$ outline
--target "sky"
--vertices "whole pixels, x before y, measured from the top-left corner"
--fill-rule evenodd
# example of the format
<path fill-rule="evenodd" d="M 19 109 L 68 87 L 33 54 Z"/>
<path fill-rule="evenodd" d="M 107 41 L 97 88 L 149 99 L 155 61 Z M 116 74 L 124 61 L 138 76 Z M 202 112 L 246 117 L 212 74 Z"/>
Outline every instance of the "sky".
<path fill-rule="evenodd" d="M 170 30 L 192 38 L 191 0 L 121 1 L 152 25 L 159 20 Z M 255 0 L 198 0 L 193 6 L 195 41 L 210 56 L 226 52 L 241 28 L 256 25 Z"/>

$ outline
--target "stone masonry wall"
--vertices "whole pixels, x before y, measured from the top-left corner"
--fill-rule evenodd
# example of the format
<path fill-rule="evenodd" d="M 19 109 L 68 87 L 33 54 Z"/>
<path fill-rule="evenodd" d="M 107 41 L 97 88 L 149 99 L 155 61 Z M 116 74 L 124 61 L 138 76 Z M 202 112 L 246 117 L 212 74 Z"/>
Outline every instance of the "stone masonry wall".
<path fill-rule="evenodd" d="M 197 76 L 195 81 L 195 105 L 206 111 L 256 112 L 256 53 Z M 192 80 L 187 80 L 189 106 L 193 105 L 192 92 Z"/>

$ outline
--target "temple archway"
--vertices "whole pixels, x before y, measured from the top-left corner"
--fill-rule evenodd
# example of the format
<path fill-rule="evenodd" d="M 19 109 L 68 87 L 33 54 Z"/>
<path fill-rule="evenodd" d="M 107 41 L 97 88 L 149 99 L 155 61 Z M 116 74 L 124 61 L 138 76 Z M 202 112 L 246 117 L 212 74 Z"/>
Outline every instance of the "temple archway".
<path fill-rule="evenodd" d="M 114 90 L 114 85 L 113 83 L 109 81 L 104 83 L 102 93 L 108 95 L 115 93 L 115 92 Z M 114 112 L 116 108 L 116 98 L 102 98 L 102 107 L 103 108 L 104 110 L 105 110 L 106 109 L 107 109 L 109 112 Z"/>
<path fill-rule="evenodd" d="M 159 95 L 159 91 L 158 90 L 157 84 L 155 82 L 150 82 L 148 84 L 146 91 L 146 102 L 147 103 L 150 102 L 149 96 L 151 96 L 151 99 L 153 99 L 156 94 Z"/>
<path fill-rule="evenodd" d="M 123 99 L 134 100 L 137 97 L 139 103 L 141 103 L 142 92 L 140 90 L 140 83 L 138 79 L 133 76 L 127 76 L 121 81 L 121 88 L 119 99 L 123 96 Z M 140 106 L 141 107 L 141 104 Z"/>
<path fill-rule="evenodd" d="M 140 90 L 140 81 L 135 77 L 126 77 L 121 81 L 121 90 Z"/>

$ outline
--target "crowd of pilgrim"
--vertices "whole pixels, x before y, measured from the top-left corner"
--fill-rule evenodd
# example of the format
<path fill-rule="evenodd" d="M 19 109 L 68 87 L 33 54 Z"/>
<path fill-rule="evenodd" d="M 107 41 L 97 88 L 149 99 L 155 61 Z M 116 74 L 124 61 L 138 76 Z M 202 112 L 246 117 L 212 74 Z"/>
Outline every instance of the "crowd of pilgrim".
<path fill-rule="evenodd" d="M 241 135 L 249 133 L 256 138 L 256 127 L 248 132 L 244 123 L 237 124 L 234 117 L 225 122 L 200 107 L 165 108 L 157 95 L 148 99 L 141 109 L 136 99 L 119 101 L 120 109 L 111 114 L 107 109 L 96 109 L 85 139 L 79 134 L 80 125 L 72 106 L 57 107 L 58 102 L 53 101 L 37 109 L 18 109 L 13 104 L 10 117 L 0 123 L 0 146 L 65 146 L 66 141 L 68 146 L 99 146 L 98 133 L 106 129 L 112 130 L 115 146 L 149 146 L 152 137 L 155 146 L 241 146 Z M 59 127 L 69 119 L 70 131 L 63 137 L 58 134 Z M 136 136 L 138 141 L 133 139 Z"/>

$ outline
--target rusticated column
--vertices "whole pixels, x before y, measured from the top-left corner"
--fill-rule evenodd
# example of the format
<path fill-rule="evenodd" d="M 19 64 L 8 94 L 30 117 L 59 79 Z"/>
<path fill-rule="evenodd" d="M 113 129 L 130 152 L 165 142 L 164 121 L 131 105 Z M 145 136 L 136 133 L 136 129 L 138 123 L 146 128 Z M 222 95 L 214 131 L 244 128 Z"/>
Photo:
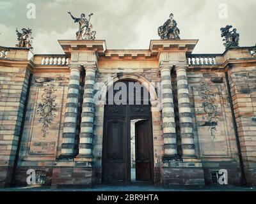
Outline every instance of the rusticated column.
<path fill-rule="evenodd" d="M 162 83 L 162 119 L 164 138 L 164 157 L 177 155 L 177 137 L 172 94 L 171 68 L 160 67 Z"/>
<path fill-rule="evenodd" d="M 70 67 L 70 76 L 69 78 L 60 157 L 73 157 L 77 154 L 75 150 L 76 131 L 81 68 L 79 66 L 72 66 Z"/>
<path fill-rule="evenodd" d="M 195 143 L 186 69 L 175 68 L 182 156 L 190 157 L 195 157 Z"/>
<path fill-rule="evenodd" d="M 94 84 L 96 66 L 85 67 L 84 92 L 81 115 L 79 157 L 92 157 L 93 139 L 93 119 L 95 113 Z"/>

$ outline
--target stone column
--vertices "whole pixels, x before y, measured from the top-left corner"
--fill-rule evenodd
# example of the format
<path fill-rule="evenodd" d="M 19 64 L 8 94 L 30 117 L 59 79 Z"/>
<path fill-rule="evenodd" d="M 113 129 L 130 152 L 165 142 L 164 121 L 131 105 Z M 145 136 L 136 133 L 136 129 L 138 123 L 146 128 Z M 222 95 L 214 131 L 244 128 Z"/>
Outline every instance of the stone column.
<path fill-rule="evenodd" d="M 177 136 L 172 94 L 171 68 L 160 67 L 162 83 L 162 119 L 164 138 L 164 157 L 177 155 Z"/>
<path fill-rule="evenodd" d="M 177 88 L 182 157 L 195 157 L 194 134 L 186 66 L 177 66 Z"/>
<path fill-rule="evenodd" d="M 81 115 L 79 157 L 92 157 L 93 138 L 93 119 L 95 113 L 94 84 L 96 66 L 85 67 L 84 92 Z"/>
<path fill-rule="evenodd" d="M 70 76 L 68 88 L 60 157 L 74 157 L 77 154 L 75 150 L 76 131 L 81 69 L 79 66 L 74 66 L 70 67 Z"/>

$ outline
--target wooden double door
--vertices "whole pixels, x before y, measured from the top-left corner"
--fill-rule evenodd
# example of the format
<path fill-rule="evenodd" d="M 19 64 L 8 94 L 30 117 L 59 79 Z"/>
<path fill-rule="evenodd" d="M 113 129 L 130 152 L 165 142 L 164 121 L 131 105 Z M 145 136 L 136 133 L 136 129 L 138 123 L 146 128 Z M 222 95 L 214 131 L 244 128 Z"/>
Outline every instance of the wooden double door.
<path fill-rule="evenodd" d="M 153 181 L 153 139 L 150 106 L 105 105 L 102 182 L 129 184 L 131 120 L 135 123 L 136 181 Z"/>

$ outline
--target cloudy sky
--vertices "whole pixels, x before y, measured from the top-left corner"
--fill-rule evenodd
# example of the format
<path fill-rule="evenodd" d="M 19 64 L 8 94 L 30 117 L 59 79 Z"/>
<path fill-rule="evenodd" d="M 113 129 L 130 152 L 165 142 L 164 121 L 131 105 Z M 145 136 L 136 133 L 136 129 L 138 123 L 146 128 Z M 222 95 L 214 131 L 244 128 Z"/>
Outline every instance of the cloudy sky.
<path fill-rule="evenodd" d="M 29 3 L 35 18 L 27 17 Z M 199 39 L 194 53 L 222 53 L 220 28 L 227 24 L 240 33 L 240 46 L 256 43 L 256 0 L 0 0 L 0 45 L 14 47 L 15 28 L 29 27 L 35 54 L 63 53 L 57 40 L 76 39 L 78 28 L 67 11 L 93 13 L 96 39 L 106 40 L 108 49 L 148 49 L 170 13 L 182 39 Z"/>

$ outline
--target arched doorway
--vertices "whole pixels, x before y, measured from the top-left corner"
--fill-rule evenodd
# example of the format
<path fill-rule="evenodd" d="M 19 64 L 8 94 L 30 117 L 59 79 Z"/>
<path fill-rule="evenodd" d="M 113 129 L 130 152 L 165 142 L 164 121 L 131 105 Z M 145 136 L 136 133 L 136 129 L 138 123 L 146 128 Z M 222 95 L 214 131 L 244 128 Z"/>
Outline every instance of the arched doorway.
<path fill-rule="evenodd" d="M 145 86 L 133 80 L 119 81 L 109 89 L 104 106 L 102 183 L 153 182 L 153 136 L 149 98 Z M 134 147 L 131 126 L 134 128 Z"/>

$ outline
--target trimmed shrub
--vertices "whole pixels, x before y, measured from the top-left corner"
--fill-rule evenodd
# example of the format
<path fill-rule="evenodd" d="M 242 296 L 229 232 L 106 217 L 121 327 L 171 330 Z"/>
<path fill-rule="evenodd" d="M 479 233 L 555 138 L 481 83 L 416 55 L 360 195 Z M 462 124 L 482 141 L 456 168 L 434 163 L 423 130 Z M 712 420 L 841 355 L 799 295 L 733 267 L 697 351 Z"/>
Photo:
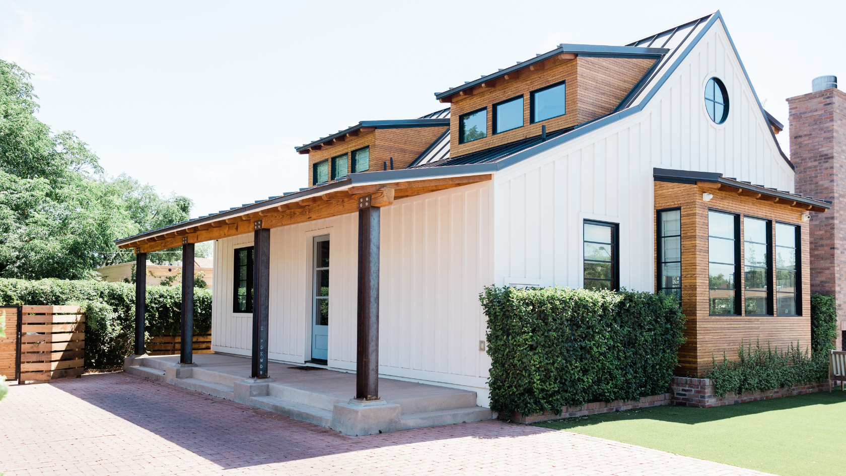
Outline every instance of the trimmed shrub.
<path fill-rule="evenodd" d="M 686 318 L 673 296 L 490 286 L 479 297 L 502 418 L 667 391 Z"/>
<path fill-rule="evenodd" d="M 711 379 L 717 396 L 804 385 L 828 376 L 828 357 L 811 356 L 807 348 L 799 348 L 799 342 L 779 352 L 777 347 L 772 349 L 769 345 L 765 350 L 761 342 L 753 348 L 750 340 L 747 346 L 740 345 L 738 356 L 739 360 L 730 361 L 723 353 L 719 363 L 711 357 L 714 367 L 706 378 Z"/>
<path fill-rule="evenodd" d="M 838 310 L 834 296 L 810 295 L 810 350 L 828 361 L 828 351 L 834 349 L 838 337 Z"/>
<path fill-rule="evenodd" d="M 78 304 L 85 313 L 85 368 L 112 368 L 132 353 L 135 335 L 135 286 L 93 280 L 0 279 L 0 305 Z M 181 286 L 148 286 L 145 335 L 179 335 Z M 212 329 L 212 292 L 194 290 L 194 333 Z"/>

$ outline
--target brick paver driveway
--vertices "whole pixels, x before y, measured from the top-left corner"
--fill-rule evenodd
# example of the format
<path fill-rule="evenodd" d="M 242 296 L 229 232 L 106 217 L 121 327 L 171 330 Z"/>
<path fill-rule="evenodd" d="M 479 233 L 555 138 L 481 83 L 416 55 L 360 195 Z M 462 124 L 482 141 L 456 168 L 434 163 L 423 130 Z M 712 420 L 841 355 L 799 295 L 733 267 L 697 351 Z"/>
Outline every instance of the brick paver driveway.
<path fill-rule="evenodd" d="M 0 471 L 24 474 L 764 474 L 497 421 L 349 437 L 124 373 L 12 386 Z"/>

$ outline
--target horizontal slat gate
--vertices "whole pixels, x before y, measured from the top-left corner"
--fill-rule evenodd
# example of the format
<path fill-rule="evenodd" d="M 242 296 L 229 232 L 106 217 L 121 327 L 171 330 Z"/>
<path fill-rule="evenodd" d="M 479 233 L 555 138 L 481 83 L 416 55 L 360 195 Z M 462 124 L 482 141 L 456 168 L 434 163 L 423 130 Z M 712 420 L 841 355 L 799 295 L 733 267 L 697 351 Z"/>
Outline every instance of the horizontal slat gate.
<path fill-rule="evenodd" d="M 21 331 L 22 382 L 85 372 L 85 316 L 79 306 L 24 306 Z"/>

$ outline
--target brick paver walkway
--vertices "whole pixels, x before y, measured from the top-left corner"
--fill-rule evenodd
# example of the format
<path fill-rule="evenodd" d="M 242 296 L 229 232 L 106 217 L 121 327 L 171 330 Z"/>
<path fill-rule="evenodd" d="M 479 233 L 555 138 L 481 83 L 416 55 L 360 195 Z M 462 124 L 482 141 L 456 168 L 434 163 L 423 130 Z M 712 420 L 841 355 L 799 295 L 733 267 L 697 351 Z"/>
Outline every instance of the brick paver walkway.
<path fill-rule="evenodd" d="M 11 387 L 0 471 L 25 474 L 762 475 L 487 421 L 349 437 L 124 373 Z"/>

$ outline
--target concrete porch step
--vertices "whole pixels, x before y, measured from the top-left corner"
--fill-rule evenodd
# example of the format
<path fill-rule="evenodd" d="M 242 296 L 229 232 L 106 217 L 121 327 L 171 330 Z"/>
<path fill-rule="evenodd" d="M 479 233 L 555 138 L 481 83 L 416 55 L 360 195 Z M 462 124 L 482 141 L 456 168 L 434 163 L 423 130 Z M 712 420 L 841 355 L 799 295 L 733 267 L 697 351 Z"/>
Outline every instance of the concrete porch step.
<path fill-rule="evenodd" d="M 309 422 L 323 428 L 329 428 L 332 423 L 331 410 L 284 400 L 277 396 L 254 396 L 250 404 L 269 412 Z"/>
<path fill-rule="evenodd" d="M 173 384 L 184 389 L 196 390 L 227 400 L 235 399 L 235 389 L 223 384 L 201 380 L 200 379 L 175 379 Z"/>
<path fill-rule="evenodd" d="M 133 375 L 138 375 L 139 377 L 146 377 L 151 380 L 164 381 L 164 370 L 159 370 L 158 368 L 152 368 L 151 367 L 142 367 L 142 366 L 133 366 L 126 368 L 127 374 L 132 374 Z"/>
<path fill-rule="evenodd" d="M 467 422 L 490 420 L 492 418 L 490 408 L 468 407 L 450 410 L 436 410 L 403 415 L 400 420 L 402 429 L 414 429 L 431 426 L 441 426 Z"/>

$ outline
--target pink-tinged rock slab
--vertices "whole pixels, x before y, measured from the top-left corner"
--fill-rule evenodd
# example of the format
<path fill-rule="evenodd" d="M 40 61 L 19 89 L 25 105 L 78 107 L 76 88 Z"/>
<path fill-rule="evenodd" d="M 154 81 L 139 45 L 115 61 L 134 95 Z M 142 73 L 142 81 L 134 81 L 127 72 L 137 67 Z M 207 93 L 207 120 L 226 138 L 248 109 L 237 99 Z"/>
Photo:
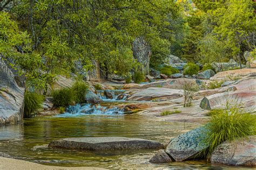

☆ ☆ ☆ ☆ ☆ ☆ ☆

• What to work on:
Find every line in the material that contains the word "double", and copy each of those lines.

• Task result:
--target wooden double door
Outline every instance of the wooden double door.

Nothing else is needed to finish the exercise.